--- PROBLEMS TO SOLVE ---
a – Return the stretch of Senator Grassley's statement on the cattle market from "WASHINGTON – Senator" through "the Coronavirus pandemic.", copied word for word.
b – Take Senator Grassley's statement on the cattle market further, continuing it from its final sentence.

WASHINGTON – Senator Chuck Grassley (R-Iowa), a longtime farmer and member of the Senate Committee on Agriculture, Nutrition & Forestry today praised a recent U.S. Department of Agriculture (USDA) review of market disruptions in the cattle industry, and called on Congress to enact price transparency measures to improve fairness for consumers and independent producers. The report examined the market impact of an August 2019 fire at a Tyson’s processing facility and the disruptions from closed processing facilities during the Coronavirus pandemic.
“The cattle market industry is broken. Years of rampant consolidation by meatpackers has led to unfair access for producers and easily-disrupted meat supply for consumers. The ongoing pandemic has only intensified this reality. During my 99-county meetings, Iowans regularly decry these unfair and uncompetitive market realities. Thankfully, the Trump Administration has created a roadmap that can return transparency and fairness to the cattle market.
“As USDA continues to investigate market manipulation and unfair practices, today’s report lays out steps we can take to fix this marketplace. Congress has a responsibility to heed the advice of this report and take action to restore cattle price transparency when we reauthorize Livestock Mandatory Price Reporting requirements.
“It’s a breath of fresh air to see President Trump and Secretary Perdue take this issue seriously, when so many others before them ignored it. We must continue to investigate anticompetitive actions by corporate packers who value profits over the economic livelihoods of farmers, ranchers and rural America. In the meantime, the considerations outlined in this report are a good place to start. I will continue to be a voice for independent producers who, for generations, have raised quality meat for the country and world,” Grassley said.

--- RECORDS PROVIDED ---
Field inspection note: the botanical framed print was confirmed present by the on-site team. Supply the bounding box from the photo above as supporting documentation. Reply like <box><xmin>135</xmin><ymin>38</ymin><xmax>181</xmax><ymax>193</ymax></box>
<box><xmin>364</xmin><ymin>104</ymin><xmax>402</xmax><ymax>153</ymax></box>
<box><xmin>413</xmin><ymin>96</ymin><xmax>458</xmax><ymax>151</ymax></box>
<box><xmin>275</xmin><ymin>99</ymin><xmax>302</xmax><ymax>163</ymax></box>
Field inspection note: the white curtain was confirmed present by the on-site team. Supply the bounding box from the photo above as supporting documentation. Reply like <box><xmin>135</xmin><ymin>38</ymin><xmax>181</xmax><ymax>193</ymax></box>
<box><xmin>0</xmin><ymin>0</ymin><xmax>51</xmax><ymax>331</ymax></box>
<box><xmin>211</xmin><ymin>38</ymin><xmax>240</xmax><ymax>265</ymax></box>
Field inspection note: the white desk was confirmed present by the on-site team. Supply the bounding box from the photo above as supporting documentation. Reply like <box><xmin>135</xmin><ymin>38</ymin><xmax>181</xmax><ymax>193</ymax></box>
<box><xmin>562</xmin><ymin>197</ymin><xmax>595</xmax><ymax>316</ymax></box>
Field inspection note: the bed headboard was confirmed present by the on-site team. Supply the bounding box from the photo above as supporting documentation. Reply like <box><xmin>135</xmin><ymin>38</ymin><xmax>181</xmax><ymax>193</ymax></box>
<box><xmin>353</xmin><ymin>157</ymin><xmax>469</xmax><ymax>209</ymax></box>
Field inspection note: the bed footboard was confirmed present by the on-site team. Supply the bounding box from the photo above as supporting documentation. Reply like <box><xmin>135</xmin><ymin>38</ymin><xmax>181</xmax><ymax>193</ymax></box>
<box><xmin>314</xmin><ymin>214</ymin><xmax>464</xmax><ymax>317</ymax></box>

--- SOLVED PROBLEMS ---
a –
WASHINGTON – Senator Chuck Grassley (R-Iowa), a longtime farmer and member of the Senate Committee on Agriculture, Nutrition & Forestry today praised a recent U.S. Department of Agriculture (USDA) review of market disruptions in the cattle industry, and called on Congress to enact price transparency measures to improve fairness for consumers and independent producers. The report examined the market impact of an August 2019 fire at a Tyson’s processing facility and the disruptions from closed processing facilities during the Coronavirus pandemic.

b –
Grassley has long raised concerns about consolidation in the meatpacking industry and pressed USDA to protect independent producers.  After years of consolidation, four major companies, Tyson, Cargill National Beef and JBS, collectively control more than 80 percent of the market, intensifying the impacts of the coronavirus pandemic on the industry and risking permanent harm to America’s beef producers. Grassley recently called on the Justice Department and USDA to investigate possible anticompetitive behavior in the beef industry and praised President Trump’s engagement on the issue.
In May, Grassley introduced bipartisan legislation (S.3693) that fosters efficient markets and increases competition and transparency among packers that purchase cattle. Senator Grassley first introduced this bill in 2002 and reintroduced every Congress until 2009. The bill will require a minimum 50 percent of a packer's weekly volume of beef slaughter to come as a result of purchases made on the open market or spot market.
In June, Grassley sent a letter to Secretary Perdue relaying the frustration and skepticism from farmers about the lack of enforcement of the Packers and Stockyards Act, and called for the report on the Holcomb, Kansas, fire to be released by August 9, 2020, or he would seek an audit of the USDA’s enforcement of the Packers and Stockyards Division.